▶ _WRITTEN PROBLEM_
Copy out every line in the items below that contains the string "target".

▶ _ENTRIES SUPPLIED_
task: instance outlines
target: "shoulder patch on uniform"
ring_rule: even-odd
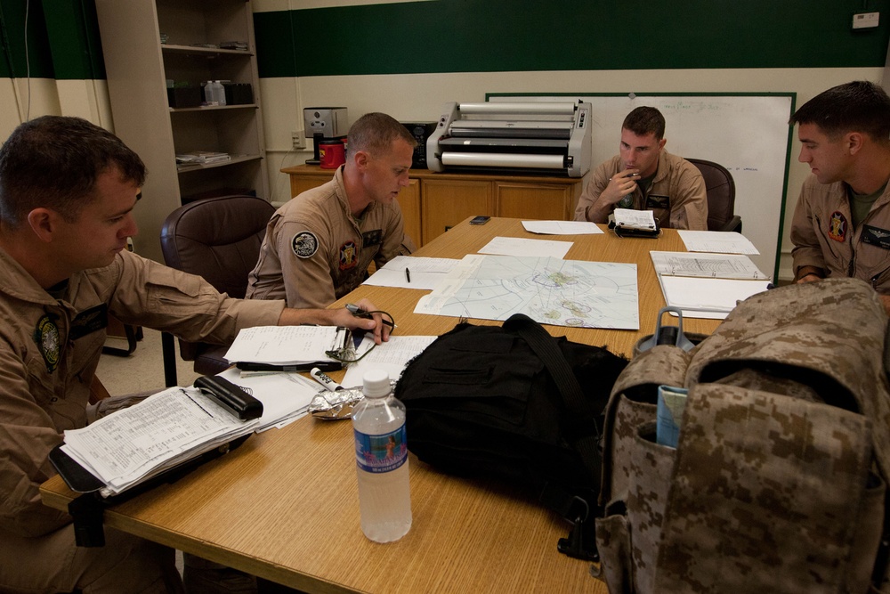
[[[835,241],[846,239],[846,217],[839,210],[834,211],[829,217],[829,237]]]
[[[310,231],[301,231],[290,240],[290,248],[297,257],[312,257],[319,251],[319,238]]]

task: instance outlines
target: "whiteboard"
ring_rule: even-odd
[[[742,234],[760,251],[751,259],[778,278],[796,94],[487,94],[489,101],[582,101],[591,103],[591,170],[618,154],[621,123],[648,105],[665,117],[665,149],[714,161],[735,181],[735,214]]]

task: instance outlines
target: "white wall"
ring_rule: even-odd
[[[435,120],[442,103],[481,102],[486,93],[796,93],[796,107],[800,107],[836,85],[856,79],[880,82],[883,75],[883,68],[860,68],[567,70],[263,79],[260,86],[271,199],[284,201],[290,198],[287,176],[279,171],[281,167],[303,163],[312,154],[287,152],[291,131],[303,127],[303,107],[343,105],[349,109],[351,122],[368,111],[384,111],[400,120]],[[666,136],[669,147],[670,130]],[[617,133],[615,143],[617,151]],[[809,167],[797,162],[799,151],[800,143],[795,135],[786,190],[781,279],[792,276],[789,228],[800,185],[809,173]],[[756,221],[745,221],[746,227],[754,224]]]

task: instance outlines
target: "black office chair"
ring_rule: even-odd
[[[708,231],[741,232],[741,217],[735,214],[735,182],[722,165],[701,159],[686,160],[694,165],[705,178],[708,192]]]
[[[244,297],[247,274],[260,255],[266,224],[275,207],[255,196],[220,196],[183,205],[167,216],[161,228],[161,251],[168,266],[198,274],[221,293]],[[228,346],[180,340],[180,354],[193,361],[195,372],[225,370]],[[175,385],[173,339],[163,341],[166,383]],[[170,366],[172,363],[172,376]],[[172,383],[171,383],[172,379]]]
---
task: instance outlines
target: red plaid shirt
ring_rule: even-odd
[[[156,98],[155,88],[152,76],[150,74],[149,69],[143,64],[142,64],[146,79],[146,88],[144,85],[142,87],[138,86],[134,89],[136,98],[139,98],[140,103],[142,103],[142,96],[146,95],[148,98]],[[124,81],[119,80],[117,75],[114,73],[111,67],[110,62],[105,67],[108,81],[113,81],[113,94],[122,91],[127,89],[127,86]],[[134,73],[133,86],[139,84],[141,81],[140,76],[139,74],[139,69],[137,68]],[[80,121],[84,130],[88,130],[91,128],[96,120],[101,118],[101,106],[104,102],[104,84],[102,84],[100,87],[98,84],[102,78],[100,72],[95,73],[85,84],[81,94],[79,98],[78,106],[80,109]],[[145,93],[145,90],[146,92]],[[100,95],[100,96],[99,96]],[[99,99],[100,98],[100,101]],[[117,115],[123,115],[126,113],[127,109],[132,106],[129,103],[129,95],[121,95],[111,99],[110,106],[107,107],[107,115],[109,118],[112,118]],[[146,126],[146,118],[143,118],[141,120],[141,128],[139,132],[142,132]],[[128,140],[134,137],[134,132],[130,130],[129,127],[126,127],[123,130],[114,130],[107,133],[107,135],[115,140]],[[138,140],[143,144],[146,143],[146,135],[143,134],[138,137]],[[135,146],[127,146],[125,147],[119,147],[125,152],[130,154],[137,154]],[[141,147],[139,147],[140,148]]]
--
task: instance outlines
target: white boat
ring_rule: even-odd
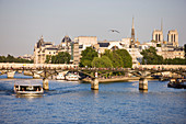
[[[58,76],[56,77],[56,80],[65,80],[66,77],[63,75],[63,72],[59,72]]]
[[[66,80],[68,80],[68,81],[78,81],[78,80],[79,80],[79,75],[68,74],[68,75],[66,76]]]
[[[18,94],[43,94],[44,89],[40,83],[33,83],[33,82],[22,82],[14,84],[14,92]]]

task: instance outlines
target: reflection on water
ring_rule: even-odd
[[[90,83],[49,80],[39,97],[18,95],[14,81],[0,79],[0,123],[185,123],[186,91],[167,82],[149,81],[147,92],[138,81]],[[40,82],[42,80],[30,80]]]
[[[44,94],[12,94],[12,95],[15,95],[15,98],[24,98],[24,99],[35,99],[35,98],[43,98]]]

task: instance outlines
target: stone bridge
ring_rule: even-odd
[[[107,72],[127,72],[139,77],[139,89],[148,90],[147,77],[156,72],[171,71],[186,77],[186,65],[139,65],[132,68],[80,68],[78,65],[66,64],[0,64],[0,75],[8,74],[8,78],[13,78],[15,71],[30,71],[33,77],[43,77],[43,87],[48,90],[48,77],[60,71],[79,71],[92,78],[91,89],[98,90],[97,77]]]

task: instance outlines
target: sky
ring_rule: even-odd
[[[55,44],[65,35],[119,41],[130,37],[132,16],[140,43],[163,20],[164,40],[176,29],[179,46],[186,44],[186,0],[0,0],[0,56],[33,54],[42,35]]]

▶ _ANSWER_
target: "shoulder patch on uniform"
target: "whiteboard"
target: "white wall"
target: "black office chair"
target: red plaid shirt
target: white boat
target: reflection on water
target: stone bridge
target: sky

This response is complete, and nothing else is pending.